▸ **GOAL OF THE EXERCISE**
Transcribe all of the data, leaving nothing out and changing nothing.

↓

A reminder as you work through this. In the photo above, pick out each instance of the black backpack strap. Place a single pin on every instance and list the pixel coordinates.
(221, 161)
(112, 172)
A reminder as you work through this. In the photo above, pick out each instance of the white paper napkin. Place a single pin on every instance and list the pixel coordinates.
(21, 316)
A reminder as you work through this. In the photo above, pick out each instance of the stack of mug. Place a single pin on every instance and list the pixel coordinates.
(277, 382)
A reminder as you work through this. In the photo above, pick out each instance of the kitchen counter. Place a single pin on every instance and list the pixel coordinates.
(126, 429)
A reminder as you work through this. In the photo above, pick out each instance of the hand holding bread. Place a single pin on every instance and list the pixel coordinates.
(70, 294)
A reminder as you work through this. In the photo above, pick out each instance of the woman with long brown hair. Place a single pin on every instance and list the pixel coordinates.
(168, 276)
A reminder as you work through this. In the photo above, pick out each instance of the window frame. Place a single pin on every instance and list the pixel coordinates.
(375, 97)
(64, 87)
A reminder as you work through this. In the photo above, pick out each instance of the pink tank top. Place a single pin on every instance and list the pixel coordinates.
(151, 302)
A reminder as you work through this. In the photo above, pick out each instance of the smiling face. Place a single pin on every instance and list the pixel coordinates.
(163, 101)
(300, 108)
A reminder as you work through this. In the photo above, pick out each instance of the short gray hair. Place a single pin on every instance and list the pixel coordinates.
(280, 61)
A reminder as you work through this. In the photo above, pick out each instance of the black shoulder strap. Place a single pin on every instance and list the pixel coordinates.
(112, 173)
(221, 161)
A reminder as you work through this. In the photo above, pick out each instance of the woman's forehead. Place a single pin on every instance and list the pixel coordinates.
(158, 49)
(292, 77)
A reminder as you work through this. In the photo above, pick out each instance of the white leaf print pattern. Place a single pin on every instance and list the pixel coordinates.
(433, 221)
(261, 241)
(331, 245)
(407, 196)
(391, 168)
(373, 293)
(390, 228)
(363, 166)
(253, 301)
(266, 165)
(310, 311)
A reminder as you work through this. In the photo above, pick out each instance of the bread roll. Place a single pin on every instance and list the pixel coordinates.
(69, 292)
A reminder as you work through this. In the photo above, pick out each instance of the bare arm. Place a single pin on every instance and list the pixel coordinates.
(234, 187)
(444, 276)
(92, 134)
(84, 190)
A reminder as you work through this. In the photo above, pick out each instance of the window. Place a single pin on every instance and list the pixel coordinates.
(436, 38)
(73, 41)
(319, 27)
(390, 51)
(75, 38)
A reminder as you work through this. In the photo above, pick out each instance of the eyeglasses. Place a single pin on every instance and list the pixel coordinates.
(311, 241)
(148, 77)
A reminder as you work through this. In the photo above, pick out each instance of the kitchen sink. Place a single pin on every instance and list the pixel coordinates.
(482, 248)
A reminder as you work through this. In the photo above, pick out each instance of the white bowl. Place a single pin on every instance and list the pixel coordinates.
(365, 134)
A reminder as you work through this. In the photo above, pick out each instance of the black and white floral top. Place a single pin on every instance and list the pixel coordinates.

↑

▸ **ANSWER SECTION**
A reminder as you work through this. In the photo above, pick out each instance of the black backpack strap. Place a single pin on every instance and list the pixel coordinates.
(221, 161)
(112, 172)
A reminder as you work through this. In the photo above, pick out each instance of the white paper napkin. Place a single pin on every instance and list the pixel coordinates.
(21, 316)
A reminder as you work through this. In the photo above, pick out each instance of the stack of mug. Place a single pin on every instance and list the pixel coordinates.
(277, 382)
A reminder as you work through this. In the photo above, pick out each instance of the kitchen counter. Place a single pin on every instance and list the pixel coordinates.
(126, 429)
A reminder as you work through this. In the photo above, pick out each instance of the hand holding bread. Place a single pin on every instance and list the pixel coordinates.
(70, 294)
A reminder as you work through this. In the photo above, pick out each instance of the woman with long brown hair. Place a single pin on every instance and list the pixel coordinates.
(168, 276)
A reminder as you work through this. In the photo above, pick out each instance of the window frame. Place a single pin on every instance and list the pixel coordinates.
(375, 97)
(64, 87)
A reminder as you work through this. In the photo above, pick out each instance of the pink tank top. Place a single pin on every instance and list the pixel coordinates.
(151, 302)
A reminder as you work through this. In the photo above, pick out each instance of the smiling face. Place a single pin on every instance and list the pixel coordinates.
(163, 101)
(300, 108)
A reminder as you work through this. In the photo above, pick out each instance of the short gray hair. Place a single pin on every instance and list the pixel coordinates.
(280, 61)
A reminder as you work through this. In the photo above, pick out each instance of the black shoulder strap. Place a single pin on every instance and list the pixel coordinates.
(112, 173)
(221, 161)
A reminder as you work through this. In the photo above, pick out each instance of the woman's forehead. Place a single pin on every instance and list the pixel coordinates.
(158, 49)
(292, 77)
A reminder as you work through this. In the photo above, pick out each instance of the white leaf print pattern. Place a single pin on every instance and list the pixel coordinates.
(433, 221)
(261, 241)
(331, 245)
(407, 196)
(391, 168)
(373, 293)
(390, 228)
(363, 166)
(253, 301)
(266, 165)
(310, 311)
A reminder as you work through this. In the photo above, pick out each instance of the bread roll. Place a single pin on every instance and list the pixel coordinates.
(69, 292)
A reminder as you work through this. In the photo above, pick out each instance of the bare arm. Place a single pin on every instance and list the pixel coordinates.
(234, 187)
(444, 276)
(92, 134)
(84, 190)
A reminder as you work through this. In the photo above, pick out each instance of the window. Place a single pin on every instance and list the pixel coordinates.
(436, 38)
(73, 41)
(319, 27)
(390, 51)
(75, 38)
A reminder as you work through this. In the photo above, pick out each instance of the eyeglasses. Place a single pin on every instance and list the pixel coordinates.
(311, 241)
(148, 77)
A reminder as you work through this. In the photo above, pick out each instance of the kitchen sink. Place a single pin on every instance and list the pixel coordinates.
(482, 248)
A reminder as you work through this. In the photo above, pick out each instance of the white bowl. Place a single pin on every instance and list the pixel coordinates.
(365, 134)
A reminder as you work through this. In the photo above, pick out each instance of the black and white floral top. Place a single pin on every instance and list the pixel coordinates.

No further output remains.